• [Assigned task] Below is a listing; restate from it, character for character, the lines beginning at the line holding "lapel with a single marker." and ending at the line holding "wearing sun hat with a single marker.", both included.

• [Records to process]

______________________________

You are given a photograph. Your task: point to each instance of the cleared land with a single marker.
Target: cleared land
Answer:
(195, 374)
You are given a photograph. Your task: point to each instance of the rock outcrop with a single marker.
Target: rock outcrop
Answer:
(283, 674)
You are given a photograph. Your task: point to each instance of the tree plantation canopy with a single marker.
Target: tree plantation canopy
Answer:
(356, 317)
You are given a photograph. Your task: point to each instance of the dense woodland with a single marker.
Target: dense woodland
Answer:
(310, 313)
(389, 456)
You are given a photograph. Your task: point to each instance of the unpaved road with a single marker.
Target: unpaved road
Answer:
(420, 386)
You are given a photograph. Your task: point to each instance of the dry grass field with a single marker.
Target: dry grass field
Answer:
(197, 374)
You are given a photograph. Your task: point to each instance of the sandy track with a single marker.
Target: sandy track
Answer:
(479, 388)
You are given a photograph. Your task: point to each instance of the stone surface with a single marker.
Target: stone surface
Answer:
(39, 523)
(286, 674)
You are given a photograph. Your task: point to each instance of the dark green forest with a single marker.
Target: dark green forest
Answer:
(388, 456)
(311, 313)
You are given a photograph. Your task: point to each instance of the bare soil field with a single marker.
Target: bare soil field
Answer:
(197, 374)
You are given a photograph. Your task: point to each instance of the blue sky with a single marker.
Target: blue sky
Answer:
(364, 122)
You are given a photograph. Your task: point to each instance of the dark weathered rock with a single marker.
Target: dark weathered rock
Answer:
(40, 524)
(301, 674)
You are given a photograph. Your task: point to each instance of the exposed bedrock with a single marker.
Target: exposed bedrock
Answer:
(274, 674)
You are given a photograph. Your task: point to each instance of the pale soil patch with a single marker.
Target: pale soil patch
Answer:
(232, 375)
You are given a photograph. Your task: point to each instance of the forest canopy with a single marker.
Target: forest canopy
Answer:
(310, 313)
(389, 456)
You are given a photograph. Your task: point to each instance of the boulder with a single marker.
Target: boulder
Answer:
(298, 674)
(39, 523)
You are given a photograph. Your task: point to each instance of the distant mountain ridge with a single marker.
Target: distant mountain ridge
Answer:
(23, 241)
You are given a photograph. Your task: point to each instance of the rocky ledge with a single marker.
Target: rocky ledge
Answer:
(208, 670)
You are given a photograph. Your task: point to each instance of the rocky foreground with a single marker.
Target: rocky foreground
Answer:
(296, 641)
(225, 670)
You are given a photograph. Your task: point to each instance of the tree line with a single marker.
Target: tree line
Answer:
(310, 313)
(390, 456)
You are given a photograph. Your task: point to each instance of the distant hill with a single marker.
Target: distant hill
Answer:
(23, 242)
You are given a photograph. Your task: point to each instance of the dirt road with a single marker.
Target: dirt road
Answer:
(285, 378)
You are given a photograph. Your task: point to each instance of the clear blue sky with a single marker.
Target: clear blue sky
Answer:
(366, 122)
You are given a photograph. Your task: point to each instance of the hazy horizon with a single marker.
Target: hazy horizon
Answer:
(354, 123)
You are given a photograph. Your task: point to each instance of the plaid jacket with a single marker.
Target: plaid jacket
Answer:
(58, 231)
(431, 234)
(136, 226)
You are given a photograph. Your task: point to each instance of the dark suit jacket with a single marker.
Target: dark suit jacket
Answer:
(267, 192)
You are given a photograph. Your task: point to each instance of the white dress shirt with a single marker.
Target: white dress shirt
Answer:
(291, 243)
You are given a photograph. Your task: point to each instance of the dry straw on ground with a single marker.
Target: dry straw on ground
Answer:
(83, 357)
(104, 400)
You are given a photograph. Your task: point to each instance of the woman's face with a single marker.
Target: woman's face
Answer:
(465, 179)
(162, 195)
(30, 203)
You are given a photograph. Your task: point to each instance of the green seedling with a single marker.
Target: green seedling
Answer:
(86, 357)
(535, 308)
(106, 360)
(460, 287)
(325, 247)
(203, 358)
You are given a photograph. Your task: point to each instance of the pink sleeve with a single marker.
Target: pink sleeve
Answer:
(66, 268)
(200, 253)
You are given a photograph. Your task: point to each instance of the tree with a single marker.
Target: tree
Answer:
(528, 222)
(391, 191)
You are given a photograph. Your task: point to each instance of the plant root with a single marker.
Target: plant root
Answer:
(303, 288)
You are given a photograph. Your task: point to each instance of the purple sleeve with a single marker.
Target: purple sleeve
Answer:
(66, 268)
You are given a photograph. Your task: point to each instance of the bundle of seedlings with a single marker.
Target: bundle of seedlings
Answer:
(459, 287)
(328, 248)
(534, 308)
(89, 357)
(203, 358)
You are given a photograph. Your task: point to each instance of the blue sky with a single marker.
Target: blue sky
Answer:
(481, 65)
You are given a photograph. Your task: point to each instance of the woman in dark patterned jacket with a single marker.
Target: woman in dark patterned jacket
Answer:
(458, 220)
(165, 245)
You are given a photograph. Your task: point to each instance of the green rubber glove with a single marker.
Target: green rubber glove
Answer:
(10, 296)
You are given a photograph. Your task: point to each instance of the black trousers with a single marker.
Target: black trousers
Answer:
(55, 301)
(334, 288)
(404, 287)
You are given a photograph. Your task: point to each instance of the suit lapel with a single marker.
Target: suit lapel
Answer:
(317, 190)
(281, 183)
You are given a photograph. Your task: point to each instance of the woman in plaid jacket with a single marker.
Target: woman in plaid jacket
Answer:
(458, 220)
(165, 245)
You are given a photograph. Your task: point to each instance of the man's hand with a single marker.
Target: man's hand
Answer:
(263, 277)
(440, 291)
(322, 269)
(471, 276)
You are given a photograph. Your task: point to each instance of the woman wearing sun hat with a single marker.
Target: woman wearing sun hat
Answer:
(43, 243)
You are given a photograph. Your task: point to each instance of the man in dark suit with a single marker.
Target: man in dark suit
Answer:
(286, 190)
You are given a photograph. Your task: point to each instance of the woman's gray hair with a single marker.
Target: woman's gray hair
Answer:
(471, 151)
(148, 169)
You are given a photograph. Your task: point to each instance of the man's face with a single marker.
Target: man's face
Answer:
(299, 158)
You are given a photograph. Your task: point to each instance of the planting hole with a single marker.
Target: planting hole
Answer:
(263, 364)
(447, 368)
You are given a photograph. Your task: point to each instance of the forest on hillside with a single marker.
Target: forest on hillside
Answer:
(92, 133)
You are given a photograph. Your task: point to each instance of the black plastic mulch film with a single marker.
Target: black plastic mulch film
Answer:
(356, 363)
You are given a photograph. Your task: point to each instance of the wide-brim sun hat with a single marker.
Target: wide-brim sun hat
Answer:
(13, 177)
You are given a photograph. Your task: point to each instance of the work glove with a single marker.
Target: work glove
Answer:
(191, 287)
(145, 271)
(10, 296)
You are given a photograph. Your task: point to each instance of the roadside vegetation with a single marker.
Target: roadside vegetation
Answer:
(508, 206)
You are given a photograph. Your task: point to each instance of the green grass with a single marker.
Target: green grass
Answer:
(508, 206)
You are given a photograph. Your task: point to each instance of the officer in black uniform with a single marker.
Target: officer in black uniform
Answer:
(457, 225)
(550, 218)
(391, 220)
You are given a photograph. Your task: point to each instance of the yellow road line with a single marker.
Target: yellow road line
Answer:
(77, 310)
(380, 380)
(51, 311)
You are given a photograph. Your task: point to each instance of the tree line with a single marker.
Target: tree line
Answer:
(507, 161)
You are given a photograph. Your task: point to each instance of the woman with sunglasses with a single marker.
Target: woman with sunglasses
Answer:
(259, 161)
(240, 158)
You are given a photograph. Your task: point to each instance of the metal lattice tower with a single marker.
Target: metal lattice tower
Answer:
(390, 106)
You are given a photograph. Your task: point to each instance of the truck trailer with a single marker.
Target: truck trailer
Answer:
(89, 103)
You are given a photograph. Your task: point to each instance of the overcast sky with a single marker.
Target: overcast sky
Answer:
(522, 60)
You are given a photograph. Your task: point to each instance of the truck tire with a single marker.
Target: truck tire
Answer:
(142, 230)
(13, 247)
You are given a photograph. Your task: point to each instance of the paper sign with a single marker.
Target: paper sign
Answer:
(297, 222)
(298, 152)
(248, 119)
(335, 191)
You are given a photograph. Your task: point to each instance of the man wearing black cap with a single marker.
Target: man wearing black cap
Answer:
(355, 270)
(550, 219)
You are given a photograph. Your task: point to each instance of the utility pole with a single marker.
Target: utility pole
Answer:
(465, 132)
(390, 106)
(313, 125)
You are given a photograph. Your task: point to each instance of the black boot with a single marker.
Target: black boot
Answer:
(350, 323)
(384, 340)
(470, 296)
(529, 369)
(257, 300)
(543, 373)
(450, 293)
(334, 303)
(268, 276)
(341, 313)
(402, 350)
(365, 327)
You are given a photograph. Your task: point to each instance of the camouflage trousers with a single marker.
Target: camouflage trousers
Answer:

______________________________

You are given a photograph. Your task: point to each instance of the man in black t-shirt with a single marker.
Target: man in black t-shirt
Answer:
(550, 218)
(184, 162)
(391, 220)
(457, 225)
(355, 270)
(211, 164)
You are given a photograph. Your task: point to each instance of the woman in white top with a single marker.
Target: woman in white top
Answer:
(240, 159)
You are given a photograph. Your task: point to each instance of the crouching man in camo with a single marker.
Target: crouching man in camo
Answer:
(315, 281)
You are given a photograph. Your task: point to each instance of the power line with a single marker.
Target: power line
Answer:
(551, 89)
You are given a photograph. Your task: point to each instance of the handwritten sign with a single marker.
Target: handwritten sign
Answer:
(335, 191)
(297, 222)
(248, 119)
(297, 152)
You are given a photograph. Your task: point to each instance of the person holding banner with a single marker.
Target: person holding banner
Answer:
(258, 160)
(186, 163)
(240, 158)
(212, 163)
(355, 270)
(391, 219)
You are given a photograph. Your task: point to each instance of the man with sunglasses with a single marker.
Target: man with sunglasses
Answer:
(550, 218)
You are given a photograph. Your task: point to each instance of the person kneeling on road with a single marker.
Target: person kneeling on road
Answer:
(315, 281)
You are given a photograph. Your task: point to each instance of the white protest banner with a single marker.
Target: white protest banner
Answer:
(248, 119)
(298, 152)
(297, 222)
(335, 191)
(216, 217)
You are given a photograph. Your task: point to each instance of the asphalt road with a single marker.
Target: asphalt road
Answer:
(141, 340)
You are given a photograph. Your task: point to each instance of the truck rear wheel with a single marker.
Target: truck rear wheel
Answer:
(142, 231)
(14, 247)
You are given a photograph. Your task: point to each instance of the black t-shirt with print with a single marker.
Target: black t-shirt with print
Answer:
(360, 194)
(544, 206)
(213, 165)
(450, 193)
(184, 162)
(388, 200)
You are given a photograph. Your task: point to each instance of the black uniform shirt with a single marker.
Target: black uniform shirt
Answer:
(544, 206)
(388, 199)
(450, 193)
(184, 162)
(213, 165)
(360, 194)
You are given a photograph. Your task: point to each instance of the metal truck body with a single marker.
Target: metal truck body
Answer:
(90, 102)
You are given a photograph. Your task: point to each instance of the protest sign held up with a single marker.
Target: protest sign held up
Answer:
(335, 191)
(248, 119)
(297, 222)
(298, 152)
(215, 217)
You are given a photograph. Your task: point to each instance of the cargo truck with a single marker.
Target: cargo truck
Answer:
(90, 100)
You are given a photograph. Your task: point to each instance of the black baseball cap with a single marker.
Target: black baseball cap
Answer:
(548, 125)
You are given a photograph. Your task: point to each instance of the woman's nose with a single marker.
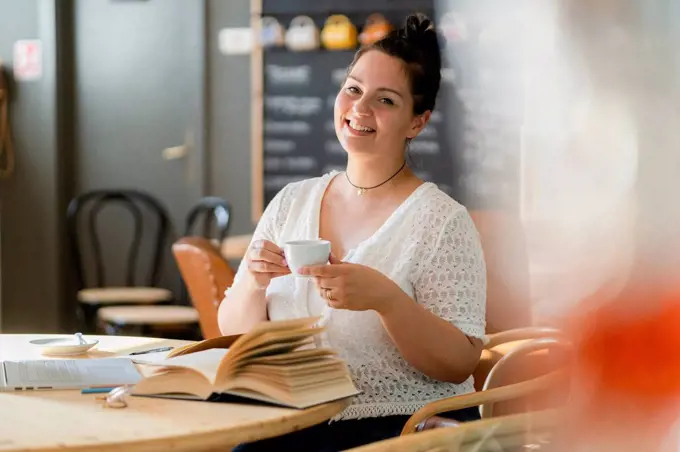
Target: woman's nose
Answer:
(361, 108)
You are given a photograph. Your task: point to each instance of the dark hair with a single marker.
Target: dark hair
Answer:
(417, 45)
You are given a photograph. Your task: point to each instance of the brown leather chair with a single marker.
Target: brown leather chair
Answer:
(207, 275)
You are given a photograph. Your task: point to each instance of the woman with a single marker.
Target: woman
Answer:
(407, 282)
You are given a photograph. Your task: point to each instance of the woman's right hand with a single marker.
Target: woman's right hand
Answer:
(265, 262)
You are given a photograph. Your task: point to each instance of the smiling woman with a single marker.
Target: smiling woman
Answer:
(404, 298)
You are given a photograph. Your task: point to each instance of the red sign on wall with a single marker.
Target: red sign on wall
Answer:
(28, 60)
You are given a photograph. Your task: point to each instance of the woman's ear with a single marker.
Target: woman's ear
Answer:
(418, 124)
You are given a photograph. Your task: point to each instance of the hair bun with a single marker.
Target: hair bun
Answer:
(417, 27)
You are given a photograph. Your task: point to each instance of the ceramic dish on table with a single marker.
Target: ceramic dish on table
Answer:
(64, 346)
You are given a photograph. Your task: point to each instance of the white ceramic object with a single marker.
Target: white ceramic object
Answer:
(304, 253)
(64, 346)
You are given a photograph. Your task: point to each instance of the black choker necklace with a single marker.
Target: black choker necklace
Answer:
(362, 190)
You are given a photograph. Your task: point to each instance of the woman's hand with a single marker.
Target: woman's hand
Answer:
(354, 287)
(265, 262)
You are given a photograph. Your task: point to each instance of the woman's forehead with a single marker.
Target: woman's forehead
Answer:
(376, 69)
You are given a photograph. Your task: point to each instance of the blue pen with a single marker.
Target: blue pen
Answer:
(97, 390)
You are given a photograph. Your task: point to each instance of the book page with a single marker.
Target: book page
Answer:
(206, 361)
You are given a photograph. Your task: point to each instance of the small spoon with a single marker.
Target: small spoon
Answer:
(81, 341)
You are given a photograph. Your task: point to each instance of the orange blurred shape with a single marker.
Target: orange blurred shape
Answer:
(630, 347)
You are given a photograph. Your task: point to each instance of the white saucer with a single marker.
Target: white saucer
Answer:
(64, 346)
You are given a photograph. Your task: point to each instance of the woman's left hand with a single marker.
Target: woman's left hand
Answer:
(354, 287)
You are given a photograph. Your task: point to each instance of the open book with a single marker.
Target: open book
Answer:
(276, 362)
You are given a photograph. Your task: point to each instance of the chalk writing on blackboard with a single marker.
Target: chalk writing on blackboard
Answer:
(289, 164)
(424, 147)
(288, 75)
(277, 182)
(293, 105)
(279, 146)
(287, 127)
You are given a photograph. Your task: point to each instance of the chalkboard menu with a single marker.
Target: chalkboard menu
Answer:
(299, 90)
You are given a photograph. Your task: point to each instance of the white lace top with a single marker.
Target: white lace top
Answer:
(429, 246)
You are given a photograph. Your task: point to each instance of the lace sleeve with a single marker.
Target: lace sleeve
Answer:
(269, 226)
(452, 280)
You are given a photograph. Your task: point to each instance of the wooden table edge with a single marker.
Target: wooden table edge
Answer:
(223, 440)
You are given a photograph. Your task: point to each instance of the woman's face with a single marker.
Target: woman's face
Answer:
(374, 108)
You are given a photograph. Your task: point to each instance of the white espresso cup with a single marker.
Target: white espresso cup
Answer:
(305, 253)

______________________________

• [Solution below]
You are given a photograph. Your task: point to each instance of the suit lapel with a single marker.
Target: suit lapel
Answer:
(317, 190)
(281, 183)
You are given a photograph. Your task: point to each instance of the woman in plaid jacket with a single marker.
Target: woman in plaid jacket
Answer:
(458, 220)
(165, 245)
You are given a photograph. Your task: point to each instance of the man's hand with a single marker.
Target: man's hand
Answer:
(263, 277)
(440, 291)
(322, 269)
(471, 276)
You are given a photograph. Your task: point to each instance of the woman wearing sun hat with a single marker.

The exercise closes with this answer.